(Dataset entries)
□ □ □ □ □ □ □
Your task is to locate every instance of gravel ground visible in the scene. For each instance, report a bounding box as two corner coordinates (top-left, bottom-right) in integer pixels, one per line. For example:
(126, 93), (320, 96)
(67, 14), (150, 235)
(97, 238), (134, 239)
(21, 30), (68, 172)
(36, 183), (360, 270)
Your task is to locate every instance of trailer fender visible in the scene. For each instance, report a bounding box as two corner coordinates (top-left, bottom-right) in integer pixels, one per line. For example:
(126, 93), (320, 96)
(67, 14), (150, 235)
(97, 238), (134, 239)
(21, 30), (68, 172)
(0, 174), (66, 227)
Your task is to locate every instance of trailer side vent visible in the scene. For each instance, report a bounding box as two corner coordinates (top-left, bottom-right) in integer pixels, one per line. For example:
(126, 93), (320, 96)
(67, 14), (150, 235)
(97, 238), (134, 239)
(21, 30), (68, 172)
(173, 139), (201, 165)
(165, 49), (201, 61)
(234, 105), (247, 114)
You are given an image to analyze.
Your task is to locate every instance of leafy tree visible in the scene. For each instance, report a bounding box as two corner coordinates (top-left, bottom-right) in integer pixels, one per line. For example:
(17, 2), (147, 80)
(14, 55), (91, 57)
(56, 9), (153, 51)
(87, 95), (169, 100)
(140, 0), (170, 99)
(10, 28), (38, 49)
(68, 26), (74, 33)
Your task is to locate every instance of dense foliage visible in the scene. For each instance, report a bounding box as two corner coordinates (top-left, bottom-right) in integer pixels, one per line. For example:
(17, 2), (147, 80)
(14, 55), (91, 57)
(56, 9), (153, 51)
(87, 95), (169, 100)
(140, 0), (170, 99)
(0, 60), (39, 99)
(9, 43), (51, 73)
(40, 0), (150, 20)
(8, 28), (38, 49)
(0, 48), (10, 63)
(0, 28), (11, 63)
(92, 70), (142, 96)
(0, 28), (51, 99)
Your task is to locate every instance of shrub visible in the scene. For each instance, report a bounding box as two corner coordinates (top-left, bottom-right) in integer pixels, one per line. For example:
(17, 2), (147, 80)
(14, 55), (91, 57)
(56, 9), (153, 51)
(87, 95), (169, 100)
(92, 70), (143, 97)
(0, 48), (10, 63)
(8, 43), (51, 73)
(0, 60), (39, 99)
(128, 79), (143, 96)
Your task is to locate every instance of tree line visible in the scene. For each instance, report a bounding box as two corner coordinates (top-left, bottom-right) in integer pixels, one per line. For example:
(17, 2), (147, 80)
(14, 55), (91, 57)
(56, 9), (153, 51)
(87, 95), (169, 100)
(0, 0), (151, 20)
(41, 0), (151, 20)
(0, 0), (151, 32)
□ □ □ □ □ □ □
What the exercise asks: Your answer must be the full set of records above, reproduced exactly.

Result below:
Your task is to locate every instance of gravel ground visible in the scene. For each instance, report a bounding box as two corner coordinates (top-left, bottom-right) in integer pixels, one per line. For example:
(126, 93), (320, 96)
(67, 14), (150, 235)
(97, 238), (134, 239)
(21, 30), (68, 172)
(36, 183), (360, 270)
Your task is to locate every instance of trailer fender visible in the scene. For each instance, report a bounding box as two corner coordinates (top-left, bottom-right) in integer pixels, one per line. For example:
(126, 93), (320, 96)
(67, 14), (150, 235)
(97, 238), (134, 239)
(21, 30), (68, 172)
(0, 174), (66, 227)
Your task is to locate every instance of trailer side vent visible in the scene. For each instance, report a bounding box as two corner coordinates (top-left, bottom-right) in integer pixels, one per line. For example:
(126, 93), (320, 96)
(67, 14), (150, 235)
(97, 238), (134, 239)
(21, 30), (68, 172)
(173, 139), (201, 165)
(165, 49), (201, 61)
(234, 105), (247, 114)
You are given an image to analyze.
Your task is to locate every instance of leafy tree visible in the scene. For each instance, report a bounding box as two corner coordinates (top-left, bottom-right) in integer pixels, one per line. For example:
(17, 2), (147, 80)
(14, 55), (91, 57)
(56, 9), (153, 51)
(87, 95), (169, 100)
(140, 0), (170, 99)
(10, 28), (38, 49)
(68, 26), (74, 33)
Your task is to locate every instance of dense foliage visible in the scene. For each instance, report a bounding box as two corner coordinates (top-left, bottom-right) in integer pixels, one per line. For example:
(17, 2), (147, 80)
(14, 55), (91, 57)
(56, 9), (153, 51)
(87, 95), (169, 100)
(140, 0), (170, 99)
(0, 60), (39, 99)
(9, 43), (51, 73)
(40, 0), (150, 20)
(8, 28), (38, 49)
(0, 48), (10, 63)
(0, 28), (11, 63)
(92, 70), (142, 96)
(0, 28), (51, 99)
Your task is to locate every instance of shrub visible in the scene. For each instance, report a bounding box as two corner coordinates (top-left, bottom-right) in integer pixels, one per line. For example:
(17, 2), (147, 80)
(14, 55), (91, 57)
(56, 9), (153, 51)
(87, 95), (169, 100)
(92, 70), (143, 97)
(0, 48), (10, 63)
(8, 43), (51, 73)
(0, 60), (39, 99)
(128, 79), (143, 96)
Your task is to locate every instance of tree line visible in the scene. For each instance, report a bounding box as two corner coordinates (top-left, bottom-right) in integer pixels, one per line. For example:
(17, 2), (147, 80)
(14, 55), (91, 57)
(56, 9), (153, 51)
(87, 95), (169, 100)
(0, 0), (151, 20)
(41, 0), (151, 20)
(0, 0), (151, 32)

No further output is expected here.